(Data extracted from a collection)
=== Begin Enclosure ===
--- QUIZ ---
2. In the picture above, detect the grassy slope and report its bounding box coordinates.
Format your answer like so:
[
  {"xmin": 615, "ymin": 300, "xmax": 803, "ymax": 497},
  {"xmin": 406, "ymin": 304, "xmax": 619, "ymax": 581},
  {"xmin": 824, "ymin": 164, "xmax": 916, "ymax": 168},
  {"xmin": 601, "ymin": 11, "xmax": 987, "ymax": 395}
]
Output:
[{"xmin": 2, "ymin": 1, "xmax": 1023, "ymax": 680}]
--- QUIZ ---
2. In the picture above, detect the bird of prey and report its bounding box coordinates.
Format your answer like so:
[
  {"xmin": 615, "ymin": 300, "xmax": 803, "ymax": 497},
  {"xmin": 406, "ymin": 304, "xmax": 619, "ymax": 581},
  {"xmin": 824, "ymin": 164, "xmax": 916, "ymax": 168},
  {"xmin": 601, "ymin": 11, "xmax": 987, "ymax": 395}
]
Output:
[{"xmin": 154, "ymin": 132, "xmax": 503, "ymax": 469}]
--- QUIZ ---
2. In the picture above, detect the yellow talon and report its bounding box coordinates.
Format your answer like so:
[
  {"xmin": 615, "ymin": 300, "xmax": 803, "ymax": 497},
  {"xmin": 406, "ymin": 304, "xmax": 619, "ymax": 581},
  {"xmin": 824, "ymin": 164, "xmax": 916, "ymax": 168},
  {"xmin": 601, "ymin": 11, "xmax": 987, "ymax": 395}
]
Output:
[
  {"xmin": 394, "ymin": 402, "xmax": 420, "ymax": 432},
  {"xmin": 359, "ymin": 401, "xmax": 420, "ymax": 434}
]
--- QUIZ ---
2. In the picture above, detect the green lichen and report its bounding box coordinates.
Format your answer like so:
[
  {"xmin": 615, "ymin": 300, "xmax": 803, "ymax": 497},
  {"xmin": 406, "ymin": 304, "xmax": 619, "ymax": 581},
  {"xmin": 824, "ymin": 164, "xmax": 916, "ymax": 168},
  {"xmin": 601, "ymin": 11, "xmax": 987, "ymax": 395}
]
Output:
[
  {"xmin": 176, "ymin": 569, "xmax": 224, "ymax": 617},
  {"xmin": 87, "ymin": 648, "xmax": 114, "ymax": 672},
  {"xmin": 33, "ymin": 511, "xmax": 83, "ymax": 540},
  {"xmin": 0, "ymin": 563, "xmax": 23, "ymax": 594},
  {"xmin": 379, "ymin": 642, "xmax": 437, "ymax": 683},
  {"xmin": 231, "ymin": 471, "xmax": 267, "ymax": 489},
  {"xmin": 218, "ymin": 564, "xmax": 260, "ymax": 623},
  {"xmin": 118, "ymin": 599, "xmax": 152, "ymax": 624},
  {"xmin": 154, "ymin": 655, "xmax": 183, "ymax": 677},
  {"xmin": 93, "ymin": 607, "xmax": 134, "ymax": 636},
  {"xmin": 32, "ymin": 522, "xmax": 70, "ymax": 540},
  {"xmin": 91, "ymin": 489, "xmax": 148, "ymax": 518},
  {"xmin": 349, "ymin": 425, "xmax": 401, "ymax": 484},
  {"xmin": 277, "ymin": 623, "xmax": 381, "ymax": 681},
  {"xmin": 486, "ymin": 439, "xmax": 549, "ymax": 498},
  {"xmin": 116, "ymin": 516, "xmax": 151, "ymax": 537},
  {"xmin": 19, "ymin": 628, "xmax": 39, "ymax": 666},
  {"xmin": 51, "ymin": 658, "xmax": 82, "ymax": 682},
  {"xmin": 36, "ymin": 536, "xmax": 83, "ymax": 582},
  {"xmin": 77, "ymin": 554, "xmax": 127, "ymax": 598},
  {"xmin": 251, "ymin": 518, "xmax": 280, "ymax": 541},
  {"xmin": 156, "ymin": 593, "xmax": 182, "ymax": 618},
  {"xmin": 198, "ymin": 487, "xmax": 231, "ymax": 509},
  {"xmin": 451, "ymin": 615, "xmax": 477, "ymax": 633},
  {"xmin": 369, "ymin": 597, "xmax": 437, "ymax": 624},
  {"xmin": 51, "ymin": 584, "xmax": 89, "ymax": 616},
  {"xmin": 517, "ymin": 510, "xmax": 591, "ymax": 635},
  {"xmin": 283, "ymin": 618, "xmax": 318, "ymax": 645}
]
=== End Enclosure ===
What is required. Note down each line above where the word "bounding" occurs.

Reply to the task.
2. In the picture above, detect the grassy slope and report its bounding box coordinates.
2. In the picture above, detect the bird of prey and report its bounding box coordinates.
2. In the picture above, detect the yellow talon and report its bounding box coordinates.
2. In the picture above, detect the green lichen and report its bounding box coordinates.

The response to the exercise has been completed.